> _Given request_:
From the patch text on git rev-list, list each file path that appears in the summary of changed files, one per line.

> _Passage to read_:
+ + + + + + +
The `--missing={print,print-info}` option for git-rev-list(1) prints
missing objects found while performing the revision walk. Add support
for printing missing objects in a NUL-delimited format when the `-z`
option is enabled.

        $ git rev-list -z --missing=print-info <rev>
        <oid> NUL NUL
        ?<oid> [NUL <token>=<value>]... NUL NUL

In this mode, values containing special characters or spaces are printed
as-is without being escaped or quoted.

Signed-off-by: Justin Tobler <jltobler@gmail.com>
---
 Documentation/rev-list-options.adoc | 10 +++++++++-
 builtin/rev-list.c                  | 27 +++++++++++++++++++-------
 t/t6022-rev-list-missing.sh         | 30 +++++++++++++++++++++++++++++
 3 files changed, 59 insertions(+), 8 deletions(-)

diff --git a/Documentation/rev-list-options.adoc b/Documentation/rev-list-options.adoc
index d21016d657..48648b7507 100644
--- a/Documentation/rev-list-options.adoc
+++ b/Documentation/rev-list-options.adoc
@@ -378,7 +378,15 @@ containing newline characters:
 <OID> [NUL <object-name>] NUL NUL
 -----------------------------------------------------------------------
 +
-This option is only compatible with `--objects`.
+When the `--missing` option is provided, missing objects are printed in the
+following form where value is printed as-is without any token specific
+encoding:
++
+-----------------------------------------------------------------------
+?<OID> [NUL <token>=<value>]... NUL NUL
+-----------------------------------------------------------------------
++
+This option is only compatible with `--objects` and `--missing`.
 endif::git-rev-list[]
 
 History Simplification
diff --git a/builtin/rev-list.c b/builtin/rev-list.c
index 86b3ce5806..5bbc4a787e 100644
--- a/builtin/rev-list.c
+++ b/builtin/rev-list.c
@@ -145,25 +145,38 @@ static void print_missing_object(struct missing_objects_map_entry *entry,
 				 int print_missing_info)
 {
 	struct strbuf sb = STRBUF_INIT;
+	char info_sep = ' ';
+
+	if (nul_delim)
+ + + + + + +
> _Entries_:
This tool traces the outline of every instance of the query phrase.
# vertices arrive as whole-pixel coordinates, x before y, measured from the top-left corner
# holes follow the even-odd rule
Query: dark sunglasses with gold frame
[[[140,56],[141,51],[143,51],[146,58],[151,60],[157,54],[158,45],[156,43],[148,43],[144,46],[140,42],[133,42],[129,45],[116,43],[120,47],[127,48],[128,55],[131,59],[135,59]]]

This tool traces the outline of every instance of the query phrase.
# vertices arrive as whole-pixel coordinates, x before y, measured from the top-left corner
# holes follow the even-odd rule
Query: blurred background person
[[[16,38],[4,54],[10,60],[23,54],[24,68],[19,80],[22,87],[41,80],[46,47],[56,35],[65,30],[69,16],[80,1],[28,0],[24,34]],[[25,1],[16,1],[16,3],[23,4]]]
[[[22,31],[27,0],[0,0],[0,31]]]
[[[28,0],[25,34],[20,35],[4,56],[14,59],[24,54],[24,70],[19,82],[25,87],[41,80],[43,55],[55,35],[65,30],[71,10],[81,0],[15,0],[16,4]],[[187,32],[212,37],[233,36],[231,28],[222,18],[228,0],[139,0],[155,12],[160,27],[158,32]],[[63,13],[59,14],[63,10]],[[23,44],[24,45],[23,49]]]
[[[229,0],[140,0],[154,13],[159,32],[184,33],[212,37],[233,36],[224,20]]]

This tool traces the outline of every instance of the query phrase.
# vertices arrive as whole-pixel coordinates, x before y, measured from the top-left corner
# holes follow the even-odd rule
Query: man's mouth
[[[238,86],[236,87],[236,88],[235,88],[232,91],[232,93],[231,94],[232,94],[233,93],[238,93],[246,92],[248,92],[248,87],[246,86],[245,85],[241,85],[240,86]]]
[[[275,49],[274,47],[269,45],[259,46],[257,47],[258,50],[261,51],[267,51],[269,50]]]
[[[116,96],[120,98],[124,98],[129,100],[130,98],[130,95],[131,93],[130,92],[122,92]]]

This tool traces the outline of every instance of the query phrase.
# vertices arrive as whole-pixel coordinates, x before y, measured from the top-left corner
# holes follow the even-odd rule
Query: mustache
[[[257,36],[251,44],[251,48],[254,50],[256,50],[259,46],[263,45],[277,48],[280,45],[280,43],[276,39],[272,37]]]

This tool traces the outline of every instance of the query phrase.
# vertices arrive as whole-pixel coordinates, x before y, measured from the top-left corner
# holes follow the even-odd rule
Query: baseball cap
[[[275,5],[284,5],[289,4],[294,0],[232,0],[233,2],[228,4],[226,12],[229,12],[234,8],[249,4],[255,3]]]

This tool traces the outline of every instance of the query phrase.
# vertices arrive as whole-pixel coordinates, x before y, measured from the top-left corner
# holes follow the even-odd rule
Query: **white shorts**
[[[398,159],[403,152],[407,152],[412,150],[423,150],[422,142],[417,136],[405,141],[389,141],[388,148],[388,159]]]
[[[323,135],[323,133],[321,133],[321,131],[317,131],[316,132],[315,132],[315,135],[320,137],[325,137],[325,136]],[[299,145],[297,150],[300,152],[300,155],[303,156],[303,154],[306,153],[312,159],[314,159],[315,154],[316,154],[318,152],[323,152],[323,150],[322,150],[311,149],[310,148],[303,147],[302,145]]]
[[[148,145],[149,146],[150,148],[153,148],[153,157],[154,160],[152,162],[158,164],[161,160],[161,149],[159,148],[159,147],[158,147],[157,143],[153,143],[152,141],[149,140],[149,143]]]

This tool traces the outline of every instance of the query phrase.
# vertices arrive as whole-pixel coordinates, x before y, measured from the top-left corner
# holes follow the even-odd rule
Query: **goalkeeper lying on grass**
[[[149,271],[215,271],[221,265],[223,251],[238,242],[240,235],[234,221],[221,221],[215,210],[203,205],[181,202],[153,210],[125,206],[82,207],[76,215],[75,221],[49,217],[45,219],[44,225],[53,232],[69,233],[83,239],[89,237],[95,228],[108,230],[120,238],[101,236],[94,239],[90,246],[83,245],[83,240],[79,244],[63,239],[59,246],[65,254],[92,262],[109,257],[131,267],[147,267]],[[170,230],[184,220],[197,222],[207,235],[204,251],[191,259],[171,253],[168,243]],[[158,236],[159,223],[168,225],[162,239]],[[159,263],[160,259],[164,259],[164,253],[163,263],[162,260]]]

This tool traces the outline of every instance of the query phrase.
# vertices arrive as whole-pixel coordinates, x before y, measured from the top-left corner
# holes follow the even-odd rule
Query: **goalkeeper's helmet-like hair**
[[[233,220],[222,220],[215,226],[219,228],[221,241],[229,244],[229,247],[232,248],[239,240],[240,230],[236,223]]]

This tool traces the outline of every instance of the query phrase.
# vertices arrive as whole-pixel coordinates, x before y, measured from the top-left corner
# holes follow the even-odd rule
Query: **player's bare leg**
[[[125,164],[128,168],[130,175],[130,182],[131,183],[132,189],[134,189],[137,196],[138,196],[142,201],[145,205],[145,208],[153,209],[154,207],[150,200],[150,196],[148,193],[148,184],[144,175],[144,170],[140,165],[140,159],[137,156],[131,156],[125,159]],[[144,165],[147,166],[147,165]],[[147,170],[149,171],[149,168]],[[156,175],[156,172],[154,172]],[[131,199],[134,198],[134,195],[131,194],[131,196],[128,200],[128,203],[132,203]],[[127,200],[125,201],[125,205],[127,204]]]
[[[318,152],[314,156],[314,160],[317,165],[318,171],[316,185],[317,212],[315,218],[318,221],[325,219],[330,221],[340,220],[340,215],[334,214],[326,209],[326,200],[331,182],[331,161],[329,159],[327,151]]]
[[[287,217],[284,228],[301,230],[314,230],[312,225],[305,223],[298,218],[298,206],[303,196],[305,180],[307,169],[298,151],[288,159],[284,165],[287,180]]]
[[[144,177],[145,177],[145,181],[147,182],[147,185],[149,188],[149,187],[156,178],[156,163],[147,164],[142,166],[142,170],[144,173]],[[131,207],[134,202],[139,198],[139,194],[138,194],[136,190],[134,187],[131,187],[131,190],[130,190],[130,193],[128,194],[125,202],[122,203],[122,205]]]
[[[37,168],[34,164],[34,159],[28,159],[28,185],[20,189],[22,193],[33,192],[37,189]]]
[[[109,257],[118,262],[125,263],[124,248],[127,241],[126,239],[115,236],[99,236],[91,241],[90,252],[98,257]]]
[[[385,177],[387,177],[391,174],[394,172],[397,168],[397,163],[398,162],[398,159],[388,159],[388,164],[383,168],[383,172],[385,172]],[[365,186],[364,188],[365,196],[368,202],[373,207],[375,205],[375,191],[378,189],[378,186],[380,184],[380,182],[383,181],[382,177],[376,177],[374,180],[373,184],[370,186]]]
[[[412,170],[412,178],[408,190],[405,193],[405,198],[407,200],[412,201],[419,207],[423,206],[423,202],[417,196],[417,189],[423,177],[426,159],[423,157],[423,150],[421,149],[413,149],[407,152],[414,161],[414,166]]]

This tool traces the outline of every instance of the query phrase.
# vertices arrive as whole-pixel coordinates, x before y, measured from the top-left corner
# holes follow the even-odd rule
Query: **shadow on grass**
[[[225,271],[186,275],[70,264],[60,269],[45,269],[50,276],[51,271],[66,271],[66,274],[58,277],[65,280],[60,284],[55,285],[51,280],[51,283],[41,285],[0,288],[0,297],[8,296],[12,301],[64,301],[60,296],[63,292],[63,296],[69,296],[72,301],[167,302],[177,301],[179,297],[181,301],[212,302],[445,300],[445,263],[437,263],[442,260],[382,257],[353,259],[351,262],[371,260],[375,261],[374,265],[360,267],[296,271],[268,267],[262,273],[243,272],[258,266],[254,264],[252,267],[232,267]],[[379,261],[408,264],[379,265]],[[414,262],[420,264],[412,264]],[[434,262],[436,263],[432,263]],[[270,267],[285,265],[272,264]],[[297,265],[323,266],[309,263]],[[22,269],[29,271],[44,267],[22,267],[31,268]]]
+ + + + + + +
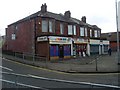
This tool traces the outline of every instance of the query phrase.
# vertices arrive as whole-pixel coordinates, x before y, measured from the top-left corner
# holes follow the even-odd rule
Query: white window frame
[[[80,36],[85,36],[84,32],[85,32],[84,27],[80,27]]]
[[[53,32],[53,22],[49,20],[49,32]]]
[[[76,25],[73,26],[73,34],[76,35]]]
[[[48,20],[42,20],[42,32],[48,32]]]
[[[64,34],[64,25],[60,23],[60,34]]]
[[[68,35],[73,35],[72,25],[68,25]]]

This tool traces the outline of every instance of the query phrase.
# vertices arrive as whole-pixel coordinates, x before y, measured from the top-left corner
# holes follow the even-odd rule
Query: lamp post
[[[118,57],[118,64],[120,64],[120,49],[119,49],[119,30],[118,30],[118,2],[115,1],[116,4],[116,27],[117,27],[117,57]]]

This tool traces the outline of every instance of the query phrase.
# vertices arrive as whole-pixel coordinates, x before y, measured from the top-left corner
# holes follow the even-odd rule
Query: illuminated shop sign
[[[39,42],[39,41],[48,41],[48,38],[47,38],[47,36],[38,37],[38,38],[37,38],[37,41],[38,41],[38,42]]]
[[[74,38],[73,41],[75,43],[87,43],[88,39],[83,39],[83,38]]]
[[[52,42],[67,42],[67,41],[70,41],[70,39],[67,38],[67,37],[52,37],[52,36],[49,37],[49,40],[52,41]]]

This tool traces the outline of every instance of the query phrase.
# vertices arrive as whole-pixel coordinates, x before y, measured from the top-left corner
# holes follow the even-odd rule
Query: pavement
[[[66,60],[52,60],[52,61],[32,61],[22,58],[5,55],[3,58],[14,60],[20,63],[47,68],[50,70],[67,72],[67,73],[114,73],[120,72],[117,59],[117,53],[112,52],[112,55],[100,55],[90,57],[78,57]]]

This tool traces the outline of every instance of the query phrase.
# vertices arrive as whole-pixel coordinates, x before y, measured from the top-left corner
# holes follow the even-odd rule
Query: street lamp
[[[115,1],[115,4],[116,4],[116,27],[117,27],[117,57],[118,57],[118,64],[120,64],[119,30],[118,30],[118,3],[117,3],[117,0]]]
+ + + + + + +
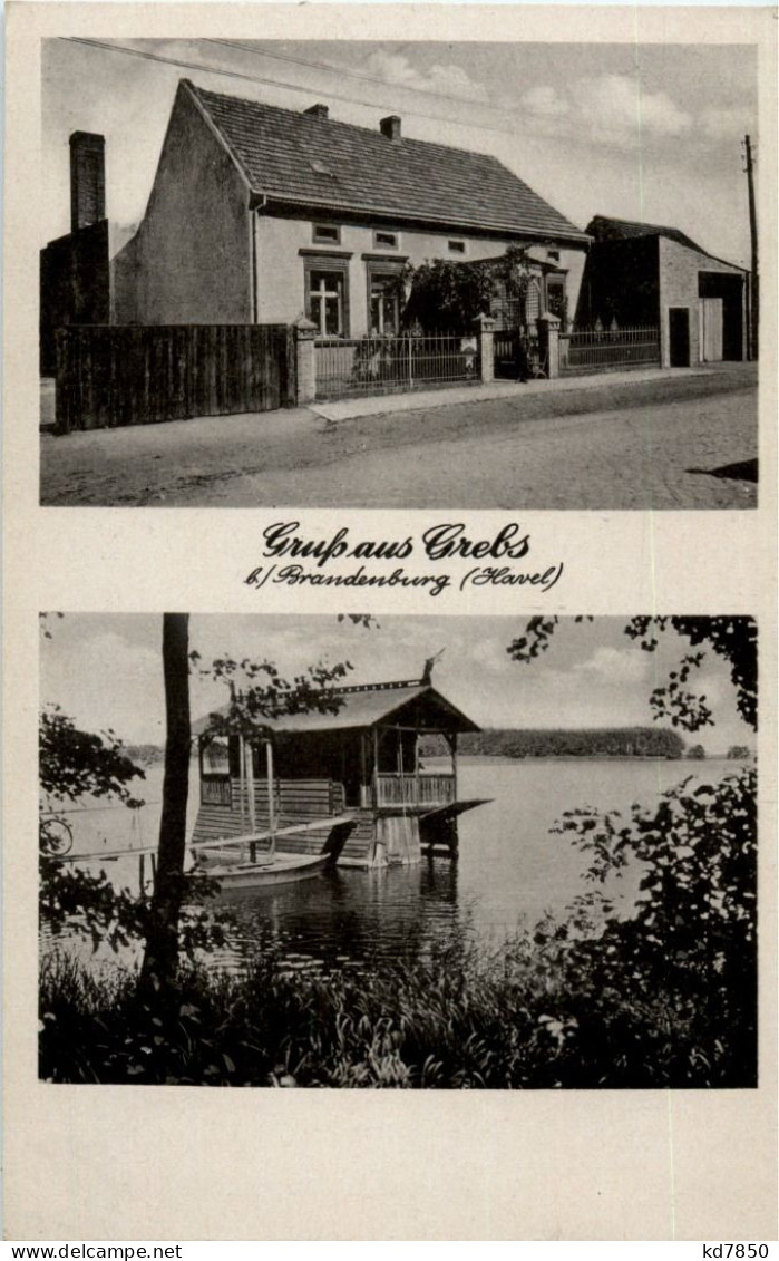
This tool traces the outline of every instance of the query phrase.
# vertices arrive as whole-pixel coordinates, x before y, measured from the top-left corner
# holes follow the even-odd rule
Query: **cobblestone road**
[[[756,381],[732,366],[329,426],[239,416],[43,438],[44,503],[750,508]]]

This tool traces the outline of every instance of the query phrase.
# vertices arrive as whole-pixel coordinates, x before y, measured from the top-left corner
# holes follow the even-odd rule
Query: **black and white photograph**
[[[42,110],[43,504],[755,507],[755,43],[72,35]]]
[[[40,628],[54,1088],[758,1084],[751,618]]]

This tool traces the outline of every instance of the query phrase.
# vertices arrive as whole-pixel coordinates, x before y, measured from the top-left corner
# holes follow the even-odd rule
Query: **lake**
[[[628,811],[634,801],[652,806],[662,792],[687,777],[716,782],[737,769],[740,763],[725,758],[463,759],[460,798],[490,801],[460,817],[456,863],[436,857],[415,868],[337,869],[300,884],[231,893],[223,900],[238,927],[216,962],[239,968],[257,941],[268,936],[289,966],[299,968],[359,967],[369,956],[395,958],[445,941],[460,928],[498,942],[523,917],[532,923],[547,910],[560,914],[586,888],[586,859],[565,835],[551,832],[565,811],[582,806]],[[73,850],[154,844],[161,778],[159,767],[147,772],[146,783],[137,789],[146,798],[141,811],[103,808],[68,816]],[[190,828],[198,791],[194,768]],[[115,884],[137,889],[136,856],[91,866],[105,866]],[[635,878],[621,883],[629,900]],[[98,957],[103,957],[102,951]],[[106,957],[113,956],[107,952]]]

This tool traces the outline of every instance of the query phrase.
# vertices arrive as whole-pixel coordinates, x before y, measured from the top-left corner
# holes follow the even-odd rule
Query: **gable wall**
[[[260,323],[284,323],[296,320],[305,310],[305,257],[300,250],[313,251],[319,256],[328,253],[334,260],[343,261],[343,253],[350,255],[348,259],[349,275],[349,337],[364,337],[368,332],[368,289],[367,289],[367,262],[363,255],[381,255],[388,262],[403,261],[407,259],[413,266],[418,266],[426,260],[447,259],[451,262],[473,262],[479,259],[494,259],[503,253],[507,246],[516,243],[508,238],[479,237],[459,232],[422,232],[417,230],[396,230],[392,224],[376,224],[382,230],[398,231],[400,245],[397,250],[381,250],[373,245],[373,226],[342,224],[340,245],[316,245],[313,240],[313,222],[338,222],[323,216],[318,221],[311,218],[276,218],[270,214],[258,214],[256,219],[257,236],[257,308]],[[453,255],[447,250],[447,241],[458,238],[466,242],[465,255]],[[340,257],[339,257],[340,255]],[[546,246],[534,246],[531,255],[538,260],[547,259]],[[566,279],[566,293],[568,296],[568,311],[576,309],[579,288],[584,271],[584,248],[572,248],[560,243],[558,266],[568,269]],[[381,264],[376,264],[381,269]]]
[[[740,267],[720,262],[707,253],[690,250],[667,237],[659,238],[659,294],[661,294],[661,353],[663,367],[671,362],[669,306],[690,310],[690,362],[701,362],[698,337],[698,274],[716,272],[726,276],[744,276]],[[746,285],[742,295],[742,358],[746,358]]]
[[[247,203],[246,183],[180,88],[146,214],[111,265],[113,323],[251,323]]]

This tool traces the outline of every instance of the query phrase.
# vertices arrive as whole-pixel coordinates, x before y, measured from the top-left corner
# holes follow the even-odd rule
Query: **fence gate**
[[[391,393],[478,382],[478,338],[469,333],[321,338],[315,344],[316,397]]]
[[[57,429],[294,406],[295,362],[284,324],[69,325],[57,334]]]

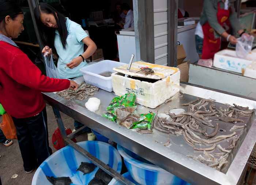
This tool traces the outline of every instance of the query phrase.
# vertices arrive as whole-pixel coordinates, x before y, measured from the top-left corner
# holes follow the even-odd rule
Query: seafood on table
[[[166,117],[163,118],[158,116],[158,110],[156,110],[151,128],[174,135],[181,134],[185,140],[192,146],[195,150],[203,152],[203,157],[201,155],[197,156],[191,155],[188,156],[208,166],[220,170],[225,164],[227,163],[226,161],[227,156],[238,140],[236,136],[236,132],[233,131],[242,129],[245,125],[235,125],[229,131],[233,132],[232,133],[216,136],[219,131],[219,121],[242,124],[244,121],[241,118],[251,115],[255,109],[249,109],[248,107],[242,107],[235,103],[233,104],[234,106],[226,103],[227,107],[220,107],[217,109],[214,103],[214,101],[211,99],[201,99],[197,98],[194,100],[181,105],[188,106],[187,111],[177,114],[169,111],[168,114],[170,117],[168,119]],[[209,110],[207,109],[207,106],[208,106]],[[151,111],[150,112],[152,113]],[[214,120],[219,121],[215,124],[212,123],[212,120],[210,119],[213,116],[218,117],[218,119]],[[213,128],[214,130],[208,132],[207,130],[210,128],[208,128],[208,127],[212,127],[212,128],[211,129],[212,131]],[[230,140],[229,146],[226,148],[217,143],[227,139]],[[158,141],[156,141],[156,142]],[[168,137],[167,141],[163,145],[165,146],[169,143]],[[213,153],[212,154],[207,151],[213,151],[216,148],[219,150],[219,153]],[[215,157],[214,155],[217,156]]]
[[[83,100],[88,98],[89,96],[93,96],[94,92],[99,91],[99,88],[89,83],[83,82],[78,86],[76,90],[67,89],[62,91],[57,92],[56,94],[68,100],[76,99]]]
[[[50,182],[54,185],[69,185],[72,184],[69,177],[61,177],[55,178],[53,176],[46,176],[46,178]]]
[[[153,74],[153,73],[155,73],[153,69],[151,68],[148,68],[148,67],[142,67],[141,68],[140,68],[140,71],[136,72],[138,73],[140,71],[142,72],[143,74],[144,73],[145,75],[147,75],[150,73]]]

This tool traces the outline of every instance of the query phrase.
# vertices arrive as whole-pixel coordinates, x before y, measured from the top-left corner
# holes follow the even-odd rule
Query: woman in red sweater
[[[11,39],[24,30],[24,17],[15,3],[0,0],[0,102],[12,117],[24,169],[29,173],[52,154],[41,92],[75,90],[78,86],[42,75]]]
+ + + + + + +
> _Written solution_:
Documentation/rev-list-options.adoc
builtin/rev-list.c
t/t6022-rev-list-missing.sh